> _Problem description_
Please reproduce all of the data below exactly, leaving each picture out.

Dataset records
═══
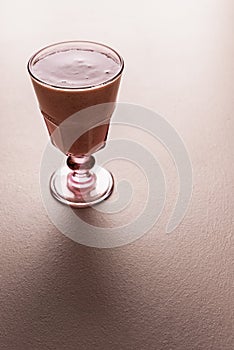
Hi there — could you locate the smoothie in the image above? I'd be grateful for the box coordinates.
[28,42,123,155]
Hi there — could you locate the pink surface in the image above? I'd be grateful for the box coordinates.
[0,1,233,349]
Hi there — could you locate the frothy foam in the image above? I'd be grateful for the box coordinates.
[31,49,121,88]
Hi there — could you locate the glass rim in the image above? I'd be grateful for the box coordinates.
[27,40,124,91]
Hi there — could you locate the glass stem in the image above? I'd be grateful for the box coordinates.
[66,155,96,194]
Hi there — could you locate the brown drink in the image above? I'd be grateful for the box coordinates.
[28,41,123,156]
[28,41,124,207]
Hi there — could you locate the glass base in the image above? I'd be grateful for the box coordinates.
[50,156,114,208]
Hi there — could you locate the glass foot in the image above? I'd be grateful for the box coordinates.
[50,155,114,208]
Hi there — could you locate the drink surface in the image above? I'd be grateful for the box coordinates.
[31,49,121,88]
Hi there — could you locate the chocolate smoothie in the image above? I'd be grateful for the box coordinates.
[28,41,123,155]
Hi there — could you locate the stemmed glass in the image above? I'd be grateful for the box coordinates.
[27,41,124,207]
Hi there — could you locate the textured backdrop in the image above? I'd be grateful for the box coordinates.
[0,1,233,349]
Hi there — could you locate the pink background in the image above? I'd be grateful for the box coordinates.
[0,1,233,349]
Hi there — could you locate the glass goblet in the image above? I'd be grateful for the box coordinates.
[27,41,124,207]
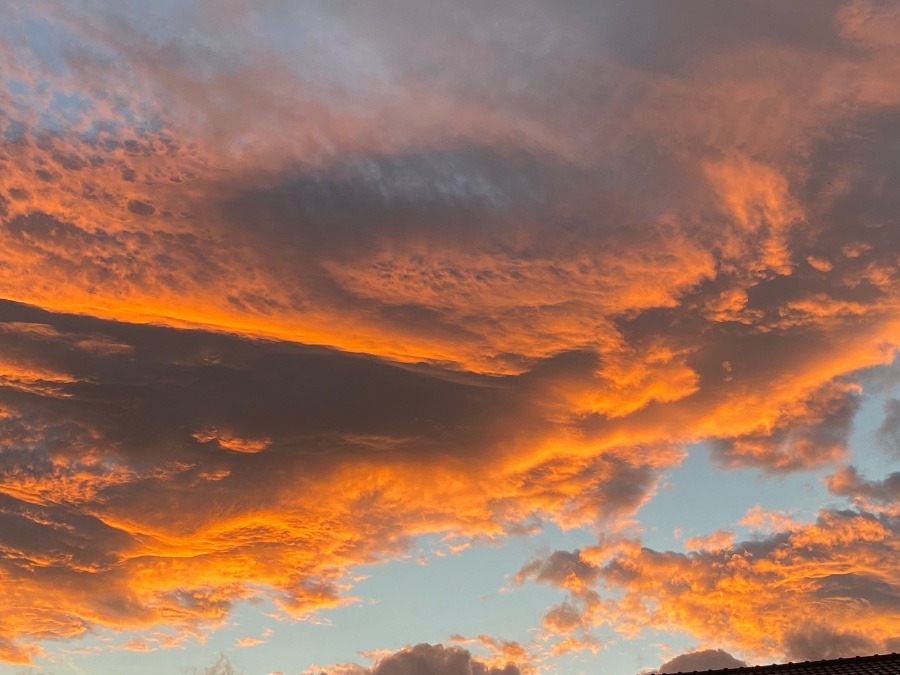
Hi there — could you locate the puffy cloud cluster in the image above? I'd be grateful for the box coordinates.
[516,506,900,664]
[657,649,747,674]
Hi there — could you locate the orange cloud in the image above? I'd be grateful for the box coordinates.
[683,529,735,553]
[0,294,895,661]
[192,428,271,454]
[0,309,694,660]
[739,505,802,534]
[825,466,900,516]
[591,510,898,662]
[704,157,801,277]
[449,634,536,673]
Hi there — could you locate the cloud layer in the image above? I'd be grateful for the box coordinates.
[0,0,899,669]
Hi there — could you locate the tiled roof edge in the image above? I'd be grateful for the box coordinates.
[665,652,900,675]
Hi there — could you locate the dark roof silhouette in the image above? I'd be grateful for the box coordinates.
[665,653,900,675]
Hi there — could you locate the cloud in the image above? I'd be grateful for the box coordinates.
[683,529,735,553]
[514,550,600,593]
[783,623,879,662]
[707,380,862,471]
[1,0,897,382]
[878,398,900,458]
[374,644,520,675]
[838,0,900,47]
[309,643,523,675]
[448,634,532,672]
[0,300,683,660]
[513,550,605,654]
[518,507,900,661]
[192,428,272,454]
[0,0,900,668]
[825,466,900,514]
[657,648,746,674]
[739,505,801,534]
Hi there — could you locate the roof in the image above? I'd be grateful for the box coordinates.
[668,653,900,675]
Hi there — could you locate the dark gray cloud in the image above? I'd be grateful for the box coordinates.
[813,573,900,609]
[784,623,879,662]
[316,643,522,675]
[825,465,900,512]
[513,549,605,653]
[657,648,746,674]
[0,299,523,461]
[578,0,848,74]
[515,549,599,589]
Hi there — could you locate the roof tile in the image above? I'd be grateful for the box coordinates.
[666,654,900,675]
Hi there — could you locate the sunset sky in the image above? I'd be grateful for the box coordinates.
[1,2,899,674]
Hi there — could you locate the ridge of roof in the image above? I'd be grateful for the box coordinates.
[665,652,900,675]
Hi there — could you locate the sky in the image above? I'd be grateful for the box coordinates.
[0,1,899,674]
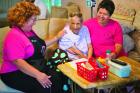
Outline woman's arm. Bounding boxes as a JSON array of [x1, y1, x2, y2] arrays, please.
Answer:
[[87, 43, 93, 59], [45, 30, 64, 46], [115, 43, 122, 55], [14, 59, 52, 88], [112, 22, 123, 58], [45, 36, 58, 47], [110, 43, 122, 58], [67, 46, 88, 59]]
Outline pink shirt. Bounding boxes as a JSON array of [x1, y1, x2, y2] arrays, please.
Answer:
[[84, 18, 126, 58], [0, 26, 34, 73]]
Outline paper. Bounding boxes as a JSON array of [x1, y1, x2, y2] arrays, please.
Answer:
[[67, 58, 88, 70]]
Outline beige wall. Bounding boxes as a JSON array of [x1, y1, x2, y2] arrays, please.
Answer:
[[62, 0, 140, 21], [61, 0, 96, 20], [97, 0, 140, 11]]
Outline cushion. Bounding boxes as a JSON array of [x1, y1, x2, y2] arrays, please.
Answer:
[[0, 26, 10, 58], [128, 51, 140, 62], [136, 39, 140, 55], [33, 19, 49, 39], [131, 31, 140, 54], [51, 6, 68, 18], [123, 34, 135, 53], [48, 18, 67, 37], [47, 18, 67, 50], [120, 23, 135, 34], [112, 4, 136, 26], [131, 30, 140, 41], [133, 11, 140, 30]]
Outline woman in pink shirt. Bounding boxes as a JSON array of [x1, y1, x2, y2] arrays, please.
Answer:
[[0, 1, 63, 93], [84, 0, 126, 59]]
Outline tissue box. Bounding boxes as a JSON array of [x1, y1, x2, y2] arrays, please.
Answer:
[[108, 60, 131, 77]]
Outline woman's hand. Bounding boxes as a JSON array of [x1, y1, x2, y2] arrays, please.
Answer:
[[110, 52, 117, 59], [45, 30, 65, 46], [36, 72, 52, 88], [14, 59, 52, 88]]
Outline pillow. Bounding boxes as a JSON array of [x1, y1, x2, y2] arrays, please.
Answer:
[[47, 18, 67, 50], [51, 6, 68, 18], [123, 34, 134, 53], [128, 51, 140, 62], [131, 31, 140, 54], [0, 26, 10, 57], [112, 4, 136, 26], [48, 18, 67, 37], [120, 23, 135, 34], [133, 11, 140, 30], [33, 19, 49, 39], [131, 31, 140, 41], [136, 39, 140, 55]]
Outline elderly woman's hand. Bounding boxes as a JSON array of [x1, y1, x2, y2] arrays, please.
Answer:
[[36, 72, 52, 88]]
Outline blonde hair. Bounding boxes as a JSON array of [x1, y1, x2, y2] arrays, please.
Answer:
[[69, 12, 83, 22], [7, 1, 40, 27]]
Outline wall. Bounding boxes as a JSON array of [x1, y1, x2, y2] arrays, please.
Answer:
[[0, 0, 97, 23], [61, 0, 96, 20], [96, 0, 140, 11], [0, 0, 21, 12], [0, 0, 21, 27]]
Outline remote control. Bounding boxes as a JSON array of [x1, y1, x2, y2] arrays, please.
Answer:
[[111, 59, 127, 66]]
═══
> _Answer section_
Hi there — could you locate the smoothie in the image above? I'd be grateful for the box coordinates.
[28,42,123,155]
Hi there — could you locate the pink surface in the image above? I'd be grateful for the box coordinates.
[0,1,233,349]
Hi there — could you locate the frothy foam in the image above? I'd be grateful for the box coordinates.
[31,49,121,88]
Hi there — could you locate the glass rim in the image above? I'd be grateful for the box coordinates.
[27,40,124,91]
Hi there — could you locate the glass stem in the image above? I'd be grateful for the box coordinates.
[66,155,96,194]
Hi there — could you locate the brown drink in the image above? I'd be grateful for the box coordinates.
[28,41,123,156]
[28,41,124,207]
Hi there — could you locate the glass base in the image above? I'd be grateful for the box coordinates.
[50,156,114,208]
Hi there — could you locate the glass foot in the image above? I'd be grateful for the box coordinates.
[50,155,114,208]
Hi there — could you locate the drink surface in the image above? I'd be grateful for the box coordinates.
[31,49,121,88]
Hi there — could you locate the chocolate smoothie in the image above? I'd be grateful for the box coordinates.
[28,41,123,155]
Hi there — could you locate the stemmed glass in the image above? I'd be grateful for the box coordinates.
[27,41,124,207]
Hi there — could you locate the textured backdrop in the image above? I'd be grateful for the box coordinates.
[0,1,233,349]
Hi there — could you locate the pink background in the image above? I'd be grateful for the box coordinates.
[0,1,233,349]
Hi there — could you locate the glass goblet in the image above? I'd be grateful for the box coordinates.
[27,41,124,207]
Hi there — could you locate the puffy cloud cluster in the image above? I'd be grateful for the box coordinates.
[516,506,900,664]
[657,649,747,674]
Hi there — could you locate the orange cloud in the image above? I'd be grateful for the box coordinates.
[683,529,735,553]
[0,294,895,661]
[192,428,271,454]
[0,309,694,660]
[739,505,802,534]
[825,466,900,516]
[591,510,898,662]
[704,157,801,277]
[449,634,536,673]
Hi there — could you locate the cloud layer in the image above? I'd be grateful for the box coordinates.
[0,0,899,669]
Hi there — could you locate the tiled roof edge in the image above? I'd be grateful for the box coordinates.
[665,652,900,675]
Hi there — could you locate the dark roof silhouette in the image above? I'd be grateful for the box coordinates.
[665,653,900,675]
Hi there — could you locate the cloud in the image above? I'd be grateful for the box coordinates.
[683,529,735,553]
[514,550,600,593]
[783,623,879,662]
[707,380,862,471]
[1,0,897,382]
[878,398,900,458]
[374,644,520,675]
[838,0,900,47]
[309,643,523,675]
[448,634,532,672]
[0,300,683,660]
[513,550,605,654]
[518,507,900,661]
[192,428,272,454]
[0,0,900,668]
[825,466,900,514]
[657,648,746,674]
[739,505,801,534]
Hi there — could you locate the roof in the image above? I'd be grateful for the box coordinates.
[668,653,900,675]
Hi there — could you locate the dark gray cloud in the image above? I'd be grateful for the box coordinates.
[813,573,900,609]
[784,623,879,662]
[316,643,522,675]
[825,465,900,512]
[513,549,605,653]
[657,648,746,674]
[0,299,523,461]
[578,0,848,74]
[515,549,599,589]
Hi there — could you locate the roof tile in the image above? I'd be grateful for the box coordinates.
[666,654,900,675]
Hi there — could you locate the sunset sky in the image above? I'd be grateful for the box coordinates.
[1,2,899,674]
Hi there — could you locate the ridge of roof in the image above? I'd be grateful for the box coordinates.
[665,652,900,675]
Hi there — could you locate the sky in the image above? I'd be grateful for the box coordinates.
[0,1,899,674]
Outline woman's arm. Bounding boxes as a JSON array of [x1, y1, x2, y2] arrays, please.
Answer:
[[87, 43, 93, 59], [45, 30, 64, 46], [115, 43, 122, 55], [14, 59, 52, 88], [112, 22, 123, 58], [45, 36, 58, 47], [110, 43, 122, 58], [67, 46, 88, 59]]
Outline pink shirt. Bounding boxes as a JSON array of [x1, y1, x2, y2] arrays, please.
Answer:
[[84, 18, 126, 58], [0, 26, 34, 73]]
Outline paper. Bounding boxes as a JSON array of [x1, y1, x2, y2] arrays, please.
Answer:
[[67, 58, 88, 70]]
Outline beige wall. Bounding boxes as a JSON array of [x1, y1, x2, y2] arrays, please.
Answer:
[[62, 0, 140, 21], [61, 0, 96, 20], [97, 0, 140, 11]]
Outline cushion. Bounding boxes as a JSON array of [x1, y1, x2, y2] arrays, please.
Answer:
[[0, 26, 10, 58], [128, 51, 140, 62], [136, 39, 140, 55], [33, 19, 49, 39], [131, 31, 140, 54], [51, 6, 68, 18], [123, 34, 135, 53], [48, 18, 67, 37], [47, 18, 67, 50], [120, 23, 135, 34], [112, 4, 136, 26], [131, 30, 140, 41], [133, 11, 140, 30]]
Outline woman in pink shirt. Bounding boxes as a JSON array of [x1, y1, x2, y2] arrays, please.
Answer:
[[0, 1, 63, 93], [84, 0, 126, 59]]
Outline tissue box. Bounding boxes as a JSON array of [x1, y1, x2, y2] arrays, please.
Answer:
[[108, 60, 131, 77]]
Outline woman's hand. Bounding boxes as a JSON array of [x1, y1, x2, y2] arrays, please.
Answer:
[[110, 52, 117, 59], [45, 30, 65, 46], [36, 72, 52, 88], [14, 59, 52, 88]]
Outline pillow. Bounding boxes as a JSON array of [x1, y1, x2, y2] arrays, please.
Answer:
[[47, 18, 67, 50], [51, 6, 68, 18], [123, 34, 134, 53], [128, 51, 140, 62], [131, 31, 140, 54], [0, 26, 10, 57], [112, 4, 136, 26], [48, 18, 67, 37], [120, 23, 135, 34], [133, 11, 140, 30], [33, 19, 49, 39], [131, 31, 140, 41], [136, 39, 140, 55]]
Outline elderly woman's hand. Bounding boxes as a JSON array of [x1, y1, x2, y2] arrays, please.
Answer:
[[36, 72, 52, 88]]
Outline blonde hair. Bounding boxes as a JSON array of [x1, y1, x2, y2] arrays, please.
Answer:
[[69, 12, 83, 22], [7, 1, 40, 27]]
Outline wall. Bounding boxes as a JSON array of [x1, y1, x2, y2] arrays, please.
Answer:
[[0, 0, 97, 23], [61, 0, 96, 20], [96, 0, 140, 11], [0, 0, 21, 12], [0, 0, 21, 27]]
Outline remote control. Bounding boxes as a JSON array of [x1, y1, x2, y2] arrays, please.
Answer:
[[111, 59, 127, 66]]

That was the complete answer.